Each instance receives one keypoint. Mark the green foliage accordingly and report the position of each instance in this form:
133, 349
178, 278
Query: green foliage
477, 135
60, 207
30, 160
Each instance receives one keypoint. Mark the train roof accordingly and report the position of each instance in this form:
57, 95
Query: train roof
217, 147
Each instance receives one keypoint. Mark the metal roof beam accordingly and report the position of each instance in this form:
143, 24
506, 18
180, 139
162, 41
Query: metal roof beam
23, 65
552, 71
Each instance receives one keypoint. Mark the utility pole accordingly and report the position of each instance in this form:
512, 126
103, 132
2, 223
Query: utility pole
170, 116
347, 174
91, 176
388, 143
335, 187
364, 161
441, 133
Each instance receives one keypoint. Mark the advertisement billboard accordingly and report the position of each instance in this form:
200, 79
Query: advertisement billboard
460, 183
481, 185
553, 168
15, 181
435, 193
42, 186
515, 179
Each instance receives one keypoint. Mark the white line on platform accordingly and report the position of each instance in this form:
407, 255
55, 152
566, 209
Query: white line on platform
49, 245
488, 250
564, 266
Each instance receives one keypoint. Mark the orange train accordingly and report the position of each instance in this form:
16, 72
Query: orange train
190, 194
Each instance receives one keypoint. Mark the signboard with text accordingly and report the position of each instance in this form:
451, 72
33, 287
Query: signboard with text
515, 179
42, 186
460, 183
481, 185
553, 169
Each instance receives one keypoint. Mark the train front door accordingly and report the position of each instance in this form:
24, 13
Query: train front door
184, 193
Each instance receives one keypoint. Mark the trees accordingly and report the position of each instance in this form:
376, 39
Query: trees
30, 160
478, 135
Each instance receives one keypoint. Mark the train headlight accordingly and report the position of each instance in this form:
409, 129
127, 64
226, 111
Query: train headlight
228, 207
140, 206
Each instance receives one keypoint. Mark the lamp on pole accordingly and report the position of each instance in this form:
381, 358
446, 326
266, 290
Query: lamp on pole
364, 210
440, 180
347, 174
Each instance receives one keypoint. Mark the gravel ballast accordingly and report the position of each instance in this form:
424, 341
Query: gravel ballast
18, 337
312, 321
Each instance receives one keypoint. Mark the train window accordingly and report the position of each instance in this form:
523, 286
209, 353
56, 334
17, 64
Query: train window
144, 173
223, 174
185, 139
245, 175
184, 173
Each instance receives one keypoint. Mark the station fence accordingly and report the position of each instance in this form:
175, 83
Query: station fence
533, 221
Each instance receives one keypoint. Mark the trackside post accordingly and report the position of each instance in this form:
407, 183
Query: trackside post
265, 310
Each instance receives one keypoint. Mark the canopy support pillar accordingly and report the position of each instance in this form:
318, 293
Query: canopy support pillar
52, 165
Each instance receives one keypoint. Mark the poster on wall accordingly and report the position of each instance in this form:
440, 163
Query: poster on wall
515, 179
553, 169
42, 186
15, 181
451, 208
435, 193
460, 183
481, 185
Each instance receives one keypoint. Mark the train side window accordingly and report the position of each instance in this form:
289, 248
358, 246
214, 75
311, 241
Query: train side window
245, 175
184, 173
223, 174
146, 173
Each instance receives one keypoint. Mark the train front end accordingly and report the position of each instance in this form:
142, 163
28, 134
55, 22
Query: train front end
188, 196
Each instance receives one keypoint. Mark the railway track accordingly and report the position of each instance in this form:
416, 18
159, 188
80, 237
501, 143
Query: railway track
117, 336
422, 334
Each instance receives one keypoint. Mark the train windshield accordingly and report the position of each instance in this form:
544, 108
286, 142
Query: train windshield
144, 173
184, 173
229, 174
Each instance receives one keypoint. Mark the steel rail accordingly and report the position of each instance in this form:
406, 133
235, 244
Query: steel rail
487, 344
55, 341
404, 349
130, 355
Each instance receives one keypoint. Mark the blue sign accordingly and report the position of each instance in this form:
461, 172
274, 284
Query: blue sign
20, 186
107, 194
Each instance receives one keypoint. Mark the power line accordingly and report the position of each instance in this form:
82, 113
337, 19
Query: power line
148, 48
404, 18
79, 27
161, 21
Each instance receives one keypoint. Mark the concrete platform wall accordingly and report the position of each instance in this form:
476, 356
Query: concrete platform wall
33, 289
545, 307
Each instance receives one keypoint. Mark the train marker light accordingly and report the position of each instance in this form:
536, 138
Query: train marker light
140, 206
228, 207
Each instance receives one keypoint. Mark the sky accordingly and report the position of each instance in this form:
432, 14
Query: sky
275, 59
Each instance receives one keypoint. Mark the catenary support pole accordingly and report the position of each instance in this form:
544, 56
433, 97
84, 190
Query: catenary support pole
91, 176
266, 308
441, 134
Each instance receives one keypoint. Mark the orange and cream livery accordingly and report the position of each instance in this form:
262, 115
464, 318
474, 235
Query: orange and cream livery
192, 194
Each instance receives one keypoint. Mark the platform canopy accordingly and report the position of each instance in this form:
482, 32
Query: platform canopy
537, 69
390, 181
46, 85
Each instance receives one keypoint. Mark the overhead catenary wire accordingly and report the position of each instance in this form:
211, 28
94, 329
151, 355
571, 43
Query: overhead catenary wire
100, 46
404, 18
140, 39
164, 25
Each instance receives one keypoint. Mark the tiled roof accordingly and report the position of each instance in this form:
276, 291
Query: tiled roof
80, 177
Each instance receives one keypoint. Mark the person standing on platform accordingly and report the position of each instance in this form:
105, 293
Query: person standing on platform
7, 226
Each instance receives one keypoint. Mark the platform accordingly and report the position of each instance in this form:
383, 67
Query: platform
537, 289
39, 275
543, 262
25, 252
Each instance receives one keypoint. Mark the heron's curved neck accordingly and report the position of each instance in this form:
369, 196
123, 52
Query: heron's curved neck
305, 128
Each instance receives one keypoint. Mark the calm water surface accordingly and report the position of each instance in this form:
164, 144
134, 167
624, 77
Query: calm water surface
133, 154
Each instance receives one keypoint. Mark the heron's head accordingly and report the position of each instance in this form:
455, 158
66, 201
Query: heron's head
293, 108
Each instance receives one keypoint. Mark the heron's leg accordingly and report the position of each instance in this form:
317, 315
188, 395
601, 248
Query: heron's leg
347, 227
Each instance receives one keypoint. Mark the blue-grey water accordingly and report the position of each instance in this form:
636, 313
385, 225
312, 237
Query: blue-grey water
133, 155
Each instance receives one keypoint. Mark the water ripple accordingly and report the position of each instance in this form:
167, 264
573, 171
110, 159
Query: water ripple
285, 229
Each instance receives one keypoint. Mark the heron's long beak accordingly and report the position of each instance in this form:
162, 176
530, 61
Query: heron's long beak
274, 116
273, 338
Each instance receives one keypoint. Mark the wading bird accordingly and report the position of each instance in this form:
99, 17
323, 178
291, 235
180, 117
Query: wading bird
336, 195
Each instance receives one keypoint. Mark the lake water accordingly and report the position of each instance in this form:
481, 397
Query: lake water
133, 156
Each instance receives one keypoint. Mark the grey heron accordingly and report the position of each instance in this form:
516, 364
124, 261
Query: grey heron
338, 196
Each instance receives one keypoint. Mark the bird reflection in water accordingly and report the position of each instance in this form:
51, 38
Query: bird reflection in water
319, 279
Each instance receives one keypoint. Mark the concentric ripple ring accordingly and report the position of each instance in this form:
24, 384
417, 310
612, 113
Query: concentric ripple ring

### [Given instruction]
Repeat all of the records above word for word, changing nothing.

### [Full solution]
Each instance receives one keypoint. Mark the green foliage accordingly and report the position of each instance in this form:
133, 349
178, 278
Query: green foliage
477, 135
60, 207
30, 160
Each instance receives one keypoint. Mark the train roof accordingly and report the position of each instance in this form:
57, 95
Query: train roof
217, 147
Each instance receives one keypoint. Mark the metal roof beam accordingly and report the position of each instance in this form:
143, 24
506, 18
180, 139
162, 41
Query: metal roof beam
23, 65
552, 71
Each instance receives one keypoint. Mark the utility pole accordingly and report the position of each instance in this form:
512, 126
103, 132
2, 223
Query: utility pole
170, 116
347, 174
91, 176
388, 143
335, 187
364, 161
441, 133
Each instance receives one keypoint. Mark the advertisement billboard accordingly and report the position of each instance in this form:
200, 79
Query: advertisement billboard
460, 183
481, 185
553, 168
15, 181
435, 193
42, 186
515, 179
Each instance receives one keypoint. Mark the white line on platform accordingly and report the position of each instance in this form:
407, 255
55, 152
566, 209
Query: white line on platform
49, 245
488, 250
564, 266
Each instance receives one keypoint. Mark the orange train accordingly and report the position of each instance in this form:
16, 72
Query: orange train
190, 194
Each instance receives one keypoint. Mark the signboard with text accordingly and report the position of each instance in this form:
451, 72
33, 287
Query: signboard with text
515, 179
42, 186
460, 183
481, 185
553, 169
Each instance receives one keypoint. Mark the train front door accordingly and report the position of each instance in this form:
24, 13
Query: train front door
184, 193
Each instance receives one keypoint. Mark the trees accordingly and report the position of each instance in this form:
376, 39
Query: trees
30, 160
478, 135
Each instance receives one keypoint. Mark the train headlight accordingly and report the position of each instance in this form:
409, 129
127, 64
226, 111
Query: train headlight
228, 207
140, 206
Each instance receives one keypoint. Mark the lamp on pole accordingly and report the position of each instance in this form:
381, 358
446, 326
266, 290
Query: lamp on pole
364, 210
440, 180
347, 174
Each instance receives one keypoint. Mark the gravel ballast accordingly and report the position of each instance in this form:
424, 341
Query: gravel ballast
18, 337
312, 321
Each instance receives one keypoint. Mark the train window accordingly and report the position of each instance in this form:
523, 286
209, 353
56, 334
17, 64
Query: train window
144, 173
223, 174
185, 139
245, 175
184, 173
Each instance receives one keypoint. Mark the station fence accordingly and report the position of each instance in this form:
175, 83
Query: station fence
533, 221
Each instance receives one keypoint. Mark the trackside post accordingly and report the position of each instance in this form:
407, 183
Query: trackside post
265, 310
Each instance receives one keypoint. Mark the canopy support pillar accordingly and report the position of each instance in this form:
318, 293
Query: canopy support pillar
52, 165
Each instance receives one keypoint. Mark the poster on wall accordingly and report the position of each instance in this form:
440, 163
Query: poster on wall
515, 179
553, 169
42, 186
15, 181
451, 208
435, 193
460, 183
481, 185
Each instance receives one keypoint. Mark the train side window accordingly and report the position of each instance in this form:
289, 248
358, 246
214, 75
311, 241
Query: train side window
245, 175
184, 173
223, 174
146, 173
Each instance receives one keypoint. Mark the train front end accordingly and report the position of each instance in this form:
142, 163
28, 134
55, 22
Query: train front end
188, 196
Each instance receives one keypoint. Mark the railway track accordingly and report the position of each instance in this form:
416, 18
159, 188
80, 237
501, 143
Query: railway track
117, 336
422, 334
Each instance receives one keypoint. Mark the train windshield accordingly and report the position of each instance in this form:
544, 108
286, 142
Query: train windshield
144, 173
184, 173
229, 174
Each instance receives one keypoint. Mark the steel rail accordingly and report the position of each instance in this form:
406, 133
235, 244
Query: steel rail
487, 344
55, 341
404, 349
130, 355
Each instance receives one keypoint. Mark the blue sign accordingly and report the position of each instance in this form:
461, 172
274, 284
Query: blue sign
20, 186
107, 194
Each instance receives one keypoint. Mark the power line accordingly and report the position of each instance in this form:
82, 113
337, 19
Query: power line
148, 48
404, 18
79, 27
161, 21
Each instance receives one keypoint. Mark the concrete platform wall accordingly and report the position of each instance in this form:
476, 356
Query: concrete platform wall
33, 289
545, 307
Each instance receives one keypoint. Mark the train marker light accordingly and report the position of each instance in this form:
536, 138
Query: train marker light
140, 206
228, 207
Each instance receives one keypoint. Mark the sky accordingly and report the position of each instance in this form:
432, 14
Query: sky
275, 59
Each instance receives one keypoint. Mark the catenary support pole accordingly and report the position of each instance in this form:
544, 56
433, 97
84, 190
Query: catenary support pole
91, 176
266, 308
441, 134
Each instance receives one keypoint. Mark the orange and cream livery accordingly and report the position of each instance in this form:
262, 115
464, 318
474, 235
Query: orange and cream livery
192, 194
Each instance receives one keypoint. Mark the platform canopy accordingly and report the position of each instance in this form:
482, 32
Query: platform canopy
537, 69
390, 181
46, 85
Each instance receives one keypoint. Mark the overhead catenary wire accordingly and report the position of each instance in this form:
211, 28
94, 329
151, 355
571, 43
Query: overhead catenary wire
100, 46
404, 18
140, 39
164, 25
Each instance receives one keypoint. Mark the tiled roof accordingly and report the position of each instance in this form:
276, 291
Query: tiled roof
80, 177
Each instance receives one keypoint. Mark the person standing on platform accordingly and report the position of each instance in this form:
105, 293
Query: person standing on platform
7, 226
Each instance receives one keypoint. Mark the platform accordingly and report the position of each instance in this form:
383, 67
Query: platform
537, 289
39, 275
543, 262
25, 252
Each instance receives one keypoint. Mark the heron's curved neck accordingly and report the position of each instance in this form:
369, 196
123, 52
Query: heron's curved neck
305, 128
Each instance receives one keypoint. Mark the calm water surface accordingly and report the position of each instance in this form:
164, 144
134, 167
624, 77
Query: calm water surface
133, 154
Each instance receives one keypoint. Mark the heron's head accordingly and report the position of each instance in this form:
455, 158
66, 201
Query: heron's head
293, 108
Each instance receives one keypoint. Mark the heron's leg accordingly and report the position of each instance in this form:
317, 315
188, 395
601, 248
Query: heron's leg
347, 227
Each instance receives one keypoint. Mark the blue-grey water accordingly and report the position of each instance in this form:
636, 313
385, 225
312, 237
Query: blue-grey water
133, 155
Each instance receives one keypoint. Mark the water ripple accordingly and report the position of each instance in this form:
167, 264
573, 171
110, 159
Query: water ripple
285, 229
Each instance receives one keypoint. Mark the heron's long beak accordingly and report the position of each instance in this form:
162, 176
530, 61
Query: heron's long beak
274, 116
273, 338
Each instance receives one keypoint. Mark the wading bird accordingly and report the position of each instance in this form:
99, 17
323, 178
291, 235
180, 117
Query: wading bird
336, 195
Each instance receives one keypoint. Mark the lake water accordingly and report the position of each instance in this form:
481, 397
Query: lake water
133, 156
Each instance receives one keypoint. Mark the grey heron accordingly and report the position of each instance in this form:
516, 364
124, 261
Query: grey heron
338, 196
Each instance receives one keypoint. Mark the bird reflection in water accordingly and report the position of each instance in this form:
51, 38
Query: bird reflection in water
319, 279
Each instance receives one keypoint. Mark the concentric ripple ring accordingly and report the position of each instance in this form:
24, 384
417, 310
612, 113
Query: concentric ripple ring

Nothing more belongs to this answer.